┌──

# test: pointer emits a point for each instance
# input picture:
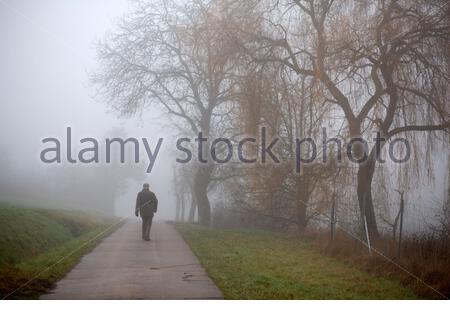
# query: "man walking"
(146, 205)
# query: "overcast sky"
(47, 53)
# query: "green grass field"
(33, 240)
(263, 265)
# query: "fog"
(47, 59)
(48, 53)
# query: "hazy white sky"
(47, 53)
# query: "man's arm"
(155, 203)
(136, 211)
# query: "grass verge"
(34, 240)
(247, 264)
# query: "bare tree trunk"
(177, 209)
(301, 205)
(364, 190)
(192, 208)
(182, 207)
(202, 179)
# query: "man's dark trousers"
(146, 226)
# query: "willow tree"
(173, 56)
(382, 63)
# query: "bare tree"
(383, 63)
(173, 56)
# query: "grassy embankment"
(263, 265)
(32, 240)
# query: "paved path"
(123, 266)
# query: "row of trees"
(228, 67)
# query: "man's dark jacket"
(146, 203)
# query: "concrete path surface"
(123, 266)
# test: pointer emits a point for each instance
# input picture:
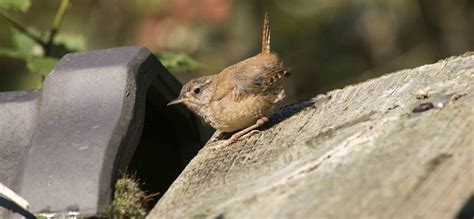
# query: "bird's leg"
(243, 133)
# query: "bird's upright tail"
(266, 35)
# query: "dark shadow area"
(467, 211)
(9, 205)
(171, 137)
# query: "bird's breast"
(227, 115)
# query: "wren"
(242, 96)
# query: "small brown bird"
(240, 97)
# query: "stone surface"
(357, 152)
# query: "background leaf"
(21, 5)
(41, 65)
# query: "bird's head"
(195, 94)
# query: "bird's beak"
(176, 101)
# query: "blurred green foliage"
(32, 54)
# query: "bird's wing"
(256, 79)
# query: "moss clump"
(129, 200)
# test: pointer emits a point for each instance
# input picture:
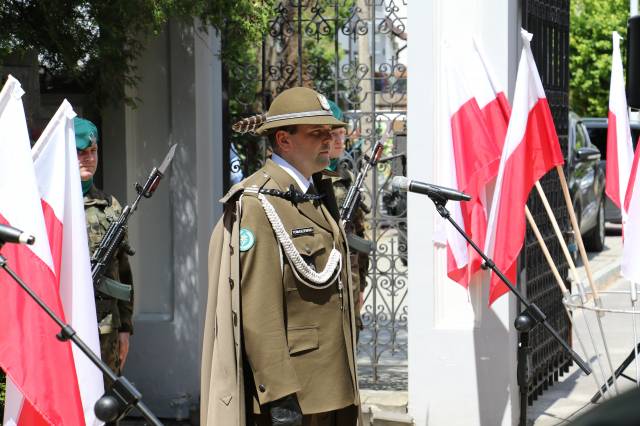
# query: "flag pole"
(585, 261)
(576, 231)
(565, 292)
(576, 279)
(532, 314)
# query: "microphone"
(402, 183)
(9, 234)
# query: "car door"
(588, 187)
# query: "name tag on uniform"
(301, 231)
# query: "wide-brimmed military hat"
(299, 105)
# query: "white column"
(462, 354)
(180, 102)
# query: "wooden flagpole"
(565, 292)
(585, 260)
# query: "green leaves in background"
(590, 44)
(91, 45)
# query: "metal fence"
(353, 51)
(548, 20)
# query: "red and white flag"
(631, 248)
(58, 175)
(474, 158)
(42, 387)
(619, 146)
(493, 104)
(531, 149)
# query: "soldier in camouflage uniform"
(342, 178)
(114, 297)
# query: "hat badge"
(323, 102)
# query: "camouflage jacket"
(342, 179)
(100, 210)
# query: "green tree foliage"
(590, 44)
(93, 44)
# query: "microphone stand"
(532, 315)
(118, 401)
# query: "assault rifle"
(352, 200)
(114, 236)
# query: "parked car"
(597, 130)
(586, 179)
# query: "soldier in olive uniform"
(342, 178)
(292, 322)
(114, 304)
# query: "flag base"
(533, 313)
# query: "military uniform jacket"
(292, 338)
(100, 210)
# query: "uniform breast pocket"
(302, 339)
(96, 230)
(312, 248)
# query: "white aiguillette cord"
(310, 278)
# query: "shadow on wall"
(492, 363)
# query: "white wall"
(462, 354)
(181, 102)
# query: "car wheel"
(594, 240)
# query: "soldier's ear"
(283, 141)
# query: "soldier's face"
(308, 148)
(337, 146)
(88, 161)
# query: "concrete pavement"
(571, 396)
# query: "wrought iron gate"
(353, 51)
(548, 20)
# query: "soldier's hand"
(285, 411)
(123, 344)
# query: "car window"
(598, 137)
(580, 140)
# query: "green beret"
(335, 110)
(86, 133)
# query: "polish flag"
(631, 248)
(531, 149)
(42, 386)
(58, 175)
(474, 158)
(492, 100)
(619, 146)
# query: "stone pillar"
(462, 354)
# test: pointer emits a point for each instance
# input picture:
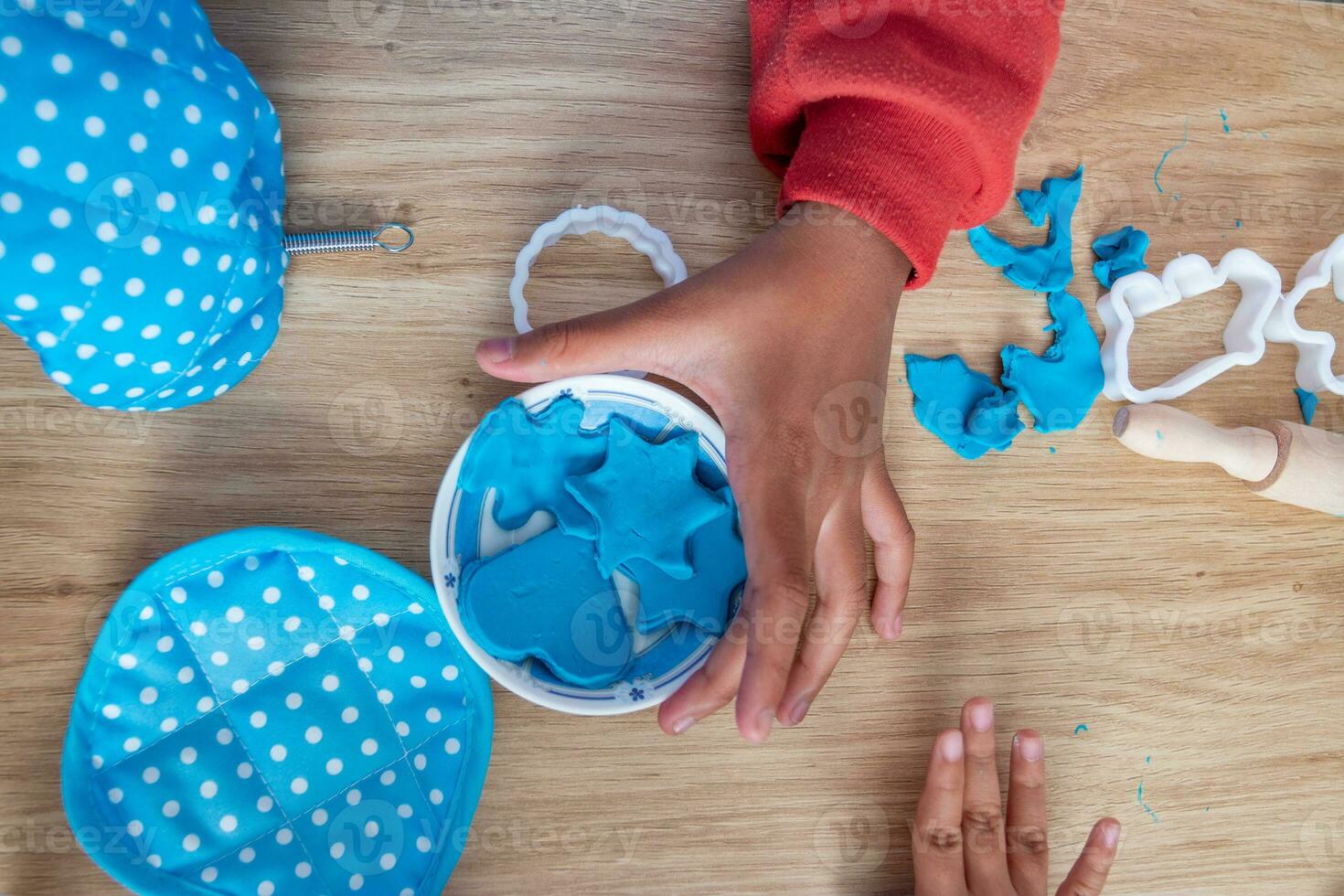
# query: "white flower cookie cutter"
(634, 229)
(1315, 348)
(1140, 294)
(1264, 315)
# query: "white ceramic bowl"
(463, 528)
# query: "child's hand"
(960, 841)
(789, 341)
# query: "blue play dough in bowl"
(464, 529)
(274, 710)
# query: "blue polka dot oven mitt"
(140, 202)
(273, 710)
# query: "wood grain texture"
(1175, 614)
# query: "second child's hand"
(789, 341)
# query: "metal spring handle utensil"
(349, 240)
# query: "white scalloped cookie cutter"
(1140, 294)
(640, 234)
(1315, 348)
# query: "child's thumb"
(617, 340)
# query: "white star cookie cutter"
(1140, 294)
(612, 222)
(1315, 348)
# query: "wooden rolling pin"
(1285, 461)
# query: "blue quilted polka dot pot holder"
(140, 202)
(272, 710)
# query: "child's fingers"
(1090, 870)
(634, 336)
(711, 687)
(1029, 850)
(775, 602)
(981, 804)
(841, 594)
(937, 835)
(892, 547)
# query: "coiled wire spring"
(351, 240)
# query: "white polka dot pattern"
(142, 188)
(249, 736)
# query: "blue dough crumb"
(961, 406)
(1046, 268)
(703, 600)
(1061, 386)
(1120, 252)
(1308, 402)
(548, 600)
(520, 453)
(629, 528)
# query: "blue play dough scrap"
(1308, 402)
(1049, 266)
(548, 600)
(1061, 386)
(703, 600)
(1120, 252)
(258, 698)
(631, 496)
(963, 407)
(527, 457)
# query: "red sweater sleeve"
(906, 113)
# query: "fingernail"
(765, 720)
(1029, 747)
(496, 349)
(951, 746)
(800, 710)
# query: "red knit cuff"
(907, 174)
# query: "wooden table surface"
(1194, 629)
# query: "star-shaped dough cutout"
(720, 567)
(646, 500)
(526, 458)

└──

**DIRECTIONS FOR THIS TASK:**
Present the entries from the line containing "polka dot oven" through the last line of the entries as a numbered list, omitting blank lines.

**EXPECTED ANSWER:**
1. # query: "blue polka dot oven mitt"
2. (140, 202)
3. (273, 710)
4. # query: "wood grain texture"
5. (1175, 614)
6. # query: "second child's hand"
7. (789, 341)
8. # query: "metal spring handle utensil"
9. (349, 240)
10. # query: "white scalloped cookie cutter"
11. (1140, 294)
12. (640, 234)
13. (1315, 348)
14. # query: "child's thumb"
15. (617, 340)
16. # query: "white star cookie cutter"
17. (1140, 294)
18. (612, 222)
19. (1315, 348)
20. # query: "wooden rolling pin"
21. (1285, 461)
22. # query: "blue quilted polka dot pot holder"
23. (140, 202)
24. (272, 710)
25. # query: "child's fingers"
26. (1090, 870)
27. (634, 336)
28. (711, 687)
29. (1029, 850)
30. (775, 602)
31. (981, 804)
32. (841, 594)
33. (937, 835)
34. (892, 547)
35. # query: "coiled wire spring"
36. (351, 240)
37. # query: "white polka dot pattern"
38. (142, 188)
39. (249, 736)
40. # query: "blue dough crumb"
41. (961, 406)
42. (1046, 268)
43. (703, 600)
44. (1061, 386)
45. (1120, 252)
46. (1308, 402)
47. (548, 600)
48. (520, 453)
49. (629, 528)
50. # query: "blue play dough scrap"
51. (1308, 402)
52. (1049, 266)
53. (548, 600)
54. (1061, 386)
55. (703, 600)
56. (1120, 252)
57. (258, 698)
58. (631, 496)
59. (963, 407)
60. (527, 457)
61. # query: "red sweater sleeve"
62. (906, 113)
63. # query: "fingernail"
64. (765, 720)
65. (1029, 747)
66. (496, 349)
67. (951, 746)
68. (800, 710)
69. # query: "red knit cuff"
70. (907, 174)
71. # query: "wooden table surface"
72. (1194, 629)
73. # query: "star-shaped dough cutout"
74. (720, 567)
75. (646, 500)
76. (526, 458)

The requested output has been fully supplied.